start SUPPLIED DATA

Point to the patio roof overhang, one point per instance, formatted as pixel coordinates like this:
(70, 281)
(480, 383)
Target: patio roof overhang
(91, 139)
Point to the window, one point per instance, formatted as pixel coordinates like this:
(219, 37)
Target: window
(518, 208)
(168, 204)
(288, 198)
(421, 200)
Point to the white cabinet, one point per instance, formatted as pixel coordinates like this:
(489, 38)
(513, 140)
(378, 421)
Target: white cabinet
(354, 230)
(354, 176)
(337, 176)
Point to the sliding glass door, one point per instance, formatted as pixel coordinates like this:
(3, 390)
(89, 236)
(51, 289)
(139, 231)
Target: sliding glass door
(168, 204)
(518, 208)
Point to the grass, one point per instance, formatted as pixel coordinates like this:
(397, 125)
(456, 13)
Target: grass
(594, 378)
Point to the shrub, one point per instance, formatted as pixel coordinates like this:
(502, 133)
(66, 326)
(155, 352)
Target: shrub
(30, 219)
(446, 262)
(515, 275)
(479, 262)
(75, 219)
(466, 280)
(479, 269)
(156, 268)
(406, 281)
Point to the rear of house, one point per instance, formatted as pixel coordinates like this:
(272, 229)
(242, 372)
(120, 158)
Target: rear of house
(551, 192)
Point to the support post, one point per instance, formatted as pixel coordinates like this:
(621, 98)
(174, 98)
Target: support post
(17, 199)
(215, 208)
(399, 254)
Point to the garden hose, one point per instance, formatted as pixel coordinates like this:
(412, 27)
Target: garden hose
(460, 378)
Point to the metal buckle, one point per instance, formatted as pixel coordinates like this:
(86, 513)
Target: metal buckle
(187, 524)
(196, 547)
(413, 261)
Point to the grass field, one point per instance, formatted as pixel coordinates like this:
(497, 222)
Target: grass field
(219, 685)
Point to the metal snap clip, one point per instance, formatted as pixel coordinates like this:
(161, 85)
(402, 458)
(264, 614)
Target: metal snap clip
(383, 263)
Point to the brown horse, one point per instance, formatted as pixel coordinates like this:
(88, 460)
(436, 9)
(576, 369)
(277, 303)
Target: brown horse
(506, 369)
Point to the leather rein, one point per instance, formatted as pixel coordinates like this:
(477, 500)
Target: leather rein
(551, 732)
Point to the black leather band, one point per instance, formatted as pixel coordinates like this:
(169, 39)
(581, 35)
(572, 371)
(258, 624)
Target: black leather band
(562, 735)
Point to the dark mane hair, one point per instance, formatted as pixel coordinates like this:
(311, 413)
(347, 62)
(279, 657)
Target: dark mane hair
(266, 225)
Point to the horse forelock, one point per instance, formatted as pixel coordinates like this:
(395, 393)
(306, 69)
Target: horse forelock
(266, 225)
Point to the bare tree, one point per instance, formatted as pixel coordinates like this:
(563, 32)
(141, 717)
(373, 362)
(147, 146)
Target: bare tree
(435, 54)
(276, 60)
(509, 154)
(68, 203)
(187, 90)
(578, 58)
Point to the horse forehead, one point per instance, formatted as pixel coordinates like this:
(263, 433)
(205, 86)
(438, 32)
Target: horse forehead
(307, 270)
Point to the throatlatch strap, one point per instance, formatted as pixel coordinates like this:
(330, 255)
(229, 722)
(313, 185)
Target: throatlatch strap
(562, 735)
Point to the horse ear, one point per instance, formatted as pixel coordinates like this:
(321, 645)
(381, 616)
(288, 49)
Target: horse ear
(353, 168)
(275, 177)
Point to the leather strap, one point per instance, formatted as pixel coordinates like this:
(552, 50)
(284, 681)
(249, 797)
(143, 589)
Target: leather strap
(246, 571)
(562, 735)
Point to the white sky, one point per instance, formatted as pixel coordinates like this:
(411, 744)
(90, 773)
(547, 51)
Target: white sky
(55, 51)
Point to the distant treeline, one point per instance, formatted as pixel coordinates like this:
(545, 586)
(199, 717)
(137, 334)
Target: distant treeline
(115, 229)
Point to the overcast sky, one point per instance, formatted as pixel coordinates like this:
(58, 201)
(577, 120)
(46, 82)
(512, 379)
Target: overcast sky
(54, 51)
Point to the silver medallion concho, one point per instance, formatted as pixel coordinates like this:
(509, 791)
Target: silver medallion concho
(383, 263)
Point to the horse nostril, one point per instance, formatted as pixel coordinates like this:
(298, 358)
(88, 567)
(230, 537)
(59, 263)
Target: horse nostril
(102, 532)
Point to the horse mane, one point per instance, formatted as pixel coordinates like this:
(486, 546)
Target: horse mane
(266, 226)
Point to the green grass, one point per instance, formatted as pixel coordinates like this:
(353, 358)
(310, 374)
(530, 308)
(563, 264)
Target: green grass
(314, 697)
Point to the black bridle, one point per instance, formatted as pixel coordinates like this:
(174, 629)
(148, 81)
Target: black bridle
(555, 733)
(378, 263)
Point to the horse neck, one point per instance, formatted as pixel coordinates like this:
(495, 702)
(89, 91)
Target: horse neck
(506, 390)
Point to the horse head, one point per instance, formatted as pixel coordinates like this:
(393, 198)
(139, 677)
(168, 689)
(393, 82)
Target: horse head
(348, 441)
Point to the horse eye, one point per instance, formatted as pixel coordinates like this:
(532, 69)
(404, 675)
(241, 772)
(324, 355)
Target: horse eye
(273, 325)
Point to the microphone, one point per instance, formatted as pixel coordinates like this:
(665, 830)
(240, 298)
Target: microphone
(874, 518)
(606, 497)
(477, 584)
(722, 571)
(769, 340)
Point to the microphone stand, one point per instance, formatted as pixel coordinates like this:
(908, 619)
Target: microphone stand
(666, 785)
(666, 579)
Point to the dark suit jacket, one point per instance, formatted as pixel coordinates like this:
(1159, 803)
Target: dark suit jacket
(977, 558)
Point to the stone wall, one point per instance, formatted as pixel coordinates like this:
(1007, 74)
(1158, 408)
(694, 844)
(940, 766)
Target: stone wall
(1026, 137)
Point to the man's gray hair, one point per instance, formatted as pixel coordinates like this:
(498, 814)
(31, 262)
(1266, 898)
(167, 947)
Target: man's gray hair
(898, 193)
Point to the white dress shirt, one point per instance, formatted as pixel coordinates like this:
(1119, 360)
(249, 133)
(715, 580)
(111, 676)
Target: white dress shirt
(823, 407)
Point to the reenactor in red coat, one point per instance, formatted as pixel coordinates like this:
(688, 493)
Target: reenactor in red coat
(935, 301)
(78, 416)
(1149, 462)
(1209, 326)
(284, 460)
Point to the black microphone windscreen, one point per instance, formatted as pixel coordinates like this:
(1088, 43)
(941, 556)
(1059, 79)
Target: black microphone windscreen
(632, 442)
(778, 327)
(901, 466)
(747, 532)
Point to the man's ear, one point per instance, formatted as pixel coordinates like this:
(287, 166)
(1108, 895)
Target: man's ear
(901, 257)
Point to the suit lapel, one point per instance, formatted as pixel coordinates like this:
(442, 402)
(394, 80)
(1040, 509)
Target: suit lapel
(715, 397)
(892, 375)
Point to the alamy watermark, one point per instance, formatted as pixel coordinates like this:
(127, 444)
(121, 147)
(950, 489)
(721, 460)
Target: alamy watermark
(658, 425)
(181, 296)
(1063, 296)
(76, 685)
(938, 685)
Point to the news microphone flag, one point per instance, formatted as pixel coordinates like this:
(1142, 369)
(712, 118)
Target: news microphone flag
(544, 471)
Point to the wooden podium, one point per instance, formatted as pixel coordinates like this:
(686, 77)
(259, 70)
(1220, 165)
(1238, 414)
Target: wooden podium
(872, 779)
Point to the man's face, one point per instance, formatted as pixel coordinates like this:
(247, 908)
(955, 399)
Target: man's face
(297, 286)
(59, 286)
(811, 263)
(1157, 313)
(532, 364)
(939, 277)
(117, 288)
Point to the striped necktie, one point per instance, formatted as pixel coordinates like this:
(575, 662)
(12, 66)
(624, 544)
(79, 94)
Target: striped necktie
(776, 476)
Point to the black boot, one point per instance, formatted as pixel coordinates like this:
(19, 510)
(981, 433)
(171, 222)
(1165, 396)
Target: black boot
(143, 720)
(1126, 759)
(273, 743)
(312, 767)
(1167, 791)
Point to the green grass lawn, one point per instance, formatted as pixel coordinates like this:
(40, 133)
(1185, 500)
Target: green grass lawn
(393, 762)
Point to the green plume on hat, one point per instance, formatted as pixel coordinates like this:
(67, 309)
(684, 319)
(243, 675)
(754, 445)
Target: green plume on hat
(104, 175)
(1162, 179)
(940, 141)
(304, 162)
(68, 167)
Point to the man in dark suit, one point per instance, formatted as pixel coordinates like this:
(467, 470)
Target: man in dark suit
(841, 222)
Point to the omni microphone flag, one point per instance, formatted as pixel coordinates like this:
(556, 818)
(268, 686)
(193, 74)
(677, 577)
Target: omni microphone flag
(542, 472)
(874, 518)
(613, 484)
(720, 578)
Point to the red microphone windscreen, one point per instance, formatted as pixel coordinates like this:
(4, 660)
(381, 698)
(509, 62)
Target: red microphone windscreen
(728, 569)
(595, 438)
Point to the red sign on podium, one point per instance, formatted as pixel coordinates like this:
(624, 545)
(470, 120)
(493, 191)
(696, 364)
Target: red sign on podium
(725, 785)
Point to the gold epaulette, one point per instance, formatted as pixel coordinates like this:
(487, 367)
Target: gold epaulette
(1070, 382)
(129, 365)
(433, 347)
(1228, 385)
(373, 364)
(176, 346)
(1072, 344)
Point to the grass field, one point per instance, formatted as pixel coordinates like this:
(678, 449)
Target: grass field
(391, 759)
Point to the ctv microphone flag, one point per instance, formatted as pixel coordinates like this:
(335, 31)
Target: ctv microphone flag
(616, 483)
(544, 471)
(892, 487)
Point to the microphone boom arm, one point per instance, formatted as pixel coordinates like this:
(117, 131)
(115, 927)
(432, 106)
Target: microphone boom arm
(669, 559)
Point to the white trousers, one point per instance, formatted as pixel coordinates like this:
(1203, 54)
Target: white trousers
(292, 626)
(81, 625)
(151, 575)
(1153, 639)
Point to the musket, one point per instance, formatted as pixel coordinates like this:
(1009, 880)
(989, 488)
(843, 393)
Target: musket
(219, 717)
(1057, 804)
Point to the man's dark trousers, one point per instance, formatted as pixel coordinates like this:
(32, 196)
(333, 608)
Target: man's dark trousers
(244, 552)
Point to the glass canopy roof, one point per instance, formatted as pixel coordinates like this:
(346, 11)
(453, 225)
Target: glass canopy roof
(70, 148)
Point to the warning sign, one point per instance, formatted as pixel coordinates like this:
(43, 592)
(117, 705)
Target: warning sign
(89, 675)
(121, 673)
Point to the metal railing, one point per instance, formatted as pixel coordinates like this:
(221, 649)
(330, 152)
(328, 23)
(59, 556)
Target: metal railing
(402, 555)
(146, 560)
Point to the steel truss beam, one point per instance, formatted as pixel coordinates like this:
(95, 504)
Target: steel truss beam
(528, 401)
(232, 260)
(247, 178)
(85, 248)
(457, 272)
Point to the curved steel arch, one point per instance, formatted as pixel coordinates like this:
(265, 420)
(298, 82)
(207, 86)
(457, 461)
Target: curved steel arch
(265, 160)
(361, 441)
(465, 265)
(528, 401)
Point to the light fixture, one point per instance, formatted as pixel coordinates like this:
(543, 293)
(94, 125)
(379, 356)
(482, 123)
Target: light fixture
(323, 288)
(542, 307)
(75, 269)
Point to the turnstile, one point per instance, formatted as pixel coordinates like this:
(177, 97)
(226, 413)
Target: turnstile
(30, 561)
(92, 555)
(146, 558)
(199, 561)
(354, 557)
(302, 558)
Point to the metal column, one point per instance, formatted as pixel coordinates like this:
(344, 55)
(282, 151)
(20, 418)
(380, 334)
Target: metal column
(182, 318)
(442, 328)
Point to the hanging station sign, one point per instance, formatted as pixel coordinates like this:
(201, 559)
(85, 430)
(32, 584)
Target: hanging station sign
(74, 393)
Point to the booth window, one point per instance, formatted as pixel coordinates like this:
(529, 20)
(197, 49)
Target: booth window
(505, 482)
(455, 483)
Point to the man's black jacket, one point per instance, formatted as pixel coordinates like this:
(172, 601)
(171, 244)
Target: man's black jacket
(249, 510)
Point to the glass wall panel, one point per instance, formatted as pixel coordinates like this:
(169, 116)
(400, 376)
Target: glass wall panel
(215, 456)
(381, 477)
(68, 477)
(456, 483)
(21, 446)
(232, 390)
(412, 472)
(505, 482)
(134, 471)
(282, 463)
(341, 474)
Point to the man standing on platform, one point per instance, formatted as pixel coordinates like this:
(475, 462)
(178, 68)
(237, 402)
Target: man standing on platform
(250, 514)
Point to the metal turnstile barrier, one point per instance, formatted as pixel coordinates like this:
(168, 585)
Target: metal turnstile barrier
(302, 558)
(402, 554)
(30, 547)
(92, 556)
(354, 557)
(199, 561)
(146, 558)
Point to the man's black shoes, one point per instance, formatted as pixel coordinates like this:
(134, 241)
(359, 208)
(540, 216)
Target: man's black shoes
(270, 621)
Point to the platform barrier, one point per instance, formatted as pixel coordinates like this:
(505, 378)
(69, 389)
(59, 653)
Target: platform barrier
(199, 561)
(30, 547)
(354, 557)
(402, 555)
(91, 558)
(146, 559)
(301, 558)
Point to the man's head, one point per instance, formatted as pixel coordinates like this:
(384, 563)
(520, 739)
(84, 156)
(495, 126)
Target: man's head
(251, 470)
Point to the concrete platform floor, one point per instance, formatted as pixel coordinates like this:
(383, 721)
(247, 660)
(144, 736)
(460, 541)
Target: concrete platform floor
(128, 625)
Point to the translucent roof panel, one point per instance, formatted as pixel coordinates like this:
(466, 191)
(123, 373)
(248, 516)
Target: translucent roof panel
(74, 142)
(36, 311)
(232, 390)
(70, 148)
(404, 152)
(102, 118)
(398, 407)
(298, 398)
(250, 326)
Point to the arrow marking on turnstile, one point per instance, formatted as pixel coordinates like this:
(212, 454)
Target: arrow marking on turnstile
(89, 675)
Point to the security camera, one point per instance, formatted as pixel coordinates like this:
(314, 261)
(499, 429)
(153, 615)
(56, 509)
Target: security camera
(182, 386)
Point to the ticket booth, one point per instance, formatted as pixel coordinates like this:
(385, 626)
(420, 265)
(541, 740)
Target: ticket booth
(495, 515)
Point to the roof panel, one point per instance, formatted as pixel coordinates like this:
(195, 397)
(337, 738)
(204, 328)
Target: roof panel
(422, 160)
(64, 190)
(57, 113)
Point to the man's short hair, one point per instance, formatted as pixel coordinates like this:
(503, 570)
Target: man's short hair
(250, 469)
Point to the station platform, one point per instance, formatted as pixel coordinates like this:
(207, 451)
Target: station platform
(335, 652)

end SUPPLIED DATA

= YOUR GOAL =
Repeat only the stretch of lines starting at the one containing "Point to the man's head, one" and running to the final line of the entries above.

= THE REPLY =
Point to the man's head, one point per instance, formatted as pixel coordinates like this:
(384, 563)
(520, 739)
(84, 156)
(495, 126)
Target: man's head
(251, 470)
Point to the concrete platform floor, one point per instance, formatted as pixel coordinates like this:
(383, 721)
(247, 660)
(144, 736)
(460, 541)
Target: concrete platform floor
(128, 625)
Point to the translucent roof panel, one point per instance, formatted as pixel coordinates like this:
(466, 191)
(123, 373)
(248, 516)
Target: translucent roof panel
(74, 142)
(36, 311)
(232, 390)
(70, 148)
(404, 152)
(102, 118)
(398, 407)
(298, 398)
(250, 326)
Point to the arrow marking on turnstile, one point per instance, formatted as pixel coordinates like this:
(212, 454)
Target: arrow marking on turnstile
(89, 675)
Point to the security camera, one point per instance, formatted as pixel coordinates like this:
(314, 261)
(499, 429)
(153, 615)
(56, 509)
Target: security camera
(182, 386)
Point to the ticket booth, one point per instance, formatted as pixel coordinates like this:
(385, 626)
(420, 265)
(541, 740)
Target: ticket booth
(495, 515)
Point to the roof panel, one point per instance, formatted as pixel coordinates like this:
(195, 397)
(337, 738)
(204, 328)
Target: roof panel
(422, 160)
(64, 190)
(57, 113)
Point to the man's short hair, one point per instance, formatted as pixel coordinates like this:
(503, 570)
Target: man's short hair
(250, 469)
Point to the station platform, one point per instance, formatted as pixel coordinates like this:
(207, 451)
Target: station platform
(335, 652)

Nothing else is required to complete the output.